Task goal -
Each record must appear in your answer exactly as it does below.

Data -
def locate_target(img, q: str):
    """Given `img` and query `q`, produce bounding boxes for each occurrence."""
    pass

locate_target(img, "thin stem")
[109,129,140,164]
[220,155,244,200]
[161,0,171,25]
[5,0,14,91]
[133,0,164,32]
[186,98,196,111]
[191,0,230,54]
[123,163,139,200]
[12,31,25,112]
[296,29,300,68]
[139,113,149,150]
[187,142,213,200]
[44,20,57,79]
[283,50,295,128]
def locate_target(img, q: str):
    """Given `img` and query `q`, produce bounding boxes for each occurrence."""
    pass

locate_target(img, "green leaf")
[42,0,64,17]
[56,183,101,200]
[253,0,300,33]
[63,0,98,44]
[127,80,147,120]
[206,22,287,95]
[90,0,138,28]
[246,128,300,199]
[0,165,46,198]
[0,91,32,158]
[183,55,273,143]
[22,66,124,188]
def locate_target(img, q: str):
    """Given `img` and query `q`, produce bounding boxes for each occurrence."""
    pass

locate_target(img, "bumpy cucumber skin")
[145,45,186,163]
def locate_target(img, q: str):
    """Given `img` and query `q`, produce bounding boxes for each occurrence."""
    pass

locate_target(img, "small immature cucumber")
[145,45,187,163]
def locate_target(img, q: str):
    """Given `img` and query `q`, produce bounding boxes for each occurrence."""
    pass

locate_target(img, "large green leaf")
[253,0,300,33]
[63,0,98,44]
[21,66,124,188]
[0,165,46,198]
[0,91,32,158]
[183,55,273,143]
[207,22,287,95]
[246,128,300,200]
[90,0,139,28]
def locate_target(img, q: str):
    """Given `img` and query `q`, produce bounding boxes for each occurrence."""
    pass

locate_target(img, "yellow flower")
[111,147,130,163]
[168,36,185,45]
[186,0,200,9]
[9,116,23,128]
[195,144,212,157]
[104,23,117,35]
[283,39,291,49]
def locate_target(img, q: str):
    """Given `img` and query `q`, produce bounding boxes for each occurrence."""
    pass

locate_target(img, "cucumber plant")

Problem solution -
def locate_target(img, q: str):
    """Given `img` and query `q`, produce bounding boxes for each occurrence."""
    pass

locate_target(img, "thin stem")
[109,129,140,164]
[220,155,244,200]
[161,0,171,25]
[5,0,14,91]
[133,0,164,32]
[186,98,196,111]
[191,0,230,54]
[123,163,139,200]
[12,31,25,112]
[296,29,300,68]
[139,113,149,150]
[187,142,213,200]
[44,20,57,79]
[283,50,295,128]
def locate_target(img, q: str):
    """Given `img` and query `q`, produce bounding boxes for each occurrence."""
    pass

locate_target(img, "green leaf")
[42,0,64,17]
[56,183,101,200]
[253,0,300,33]
[63,0,98,44]
[127,80,147,120]
[206,22,287,95]
[90,0,138,28]
[246,128,300,199]
[0,165,46,198]
[0,91,32,158]
[183,55,273,143]
[22,66,124,188]
def locate_target(img, q: str):
    """Given `img` and query `q`, produce bounding boxes for each occurrence."""
    pass

locate_target(img, "bumpy cucumber skin")
[145,45,186,163]
def locate_target(img, q: str):
    """Given `img` and query `q`, produce bounding boxes for each occurrence."""
    pass

locate_target(img, "small immature cucumber")
[145,45,187,163]
def locate_target(img, q: str):
    """Given `img` and query `q`, produce bounding boxes for each occurrence."""
    pass

locate_target(img, "large green leaf")
[253,0,300,33]
[63,0,98,44]
[21,66,124,188]
[0,165,46,198]
[0,91,32,158]
[183,55,273,143]
[207,22,287,95]
[246,128,300,200]
[90,0,139,28]
def locate_target(img, q: str):
    """Given `img` and query `q`, produce bounding boxes for each occurrence."""
    pass

locate_target(img, "yellow flower")
[111,147,130,163]
[168,36,185,45]
[186,0,200,9]
[9,116,23,128]
[195,144,212,157]
[104,23,117,35]
[283,39,291,49]
def locate_target(img, q: str):
    """Given `img` and query `q`, produce bounding boxes for each occurrence."""
    pass

locate_target(img, "cucumber plant")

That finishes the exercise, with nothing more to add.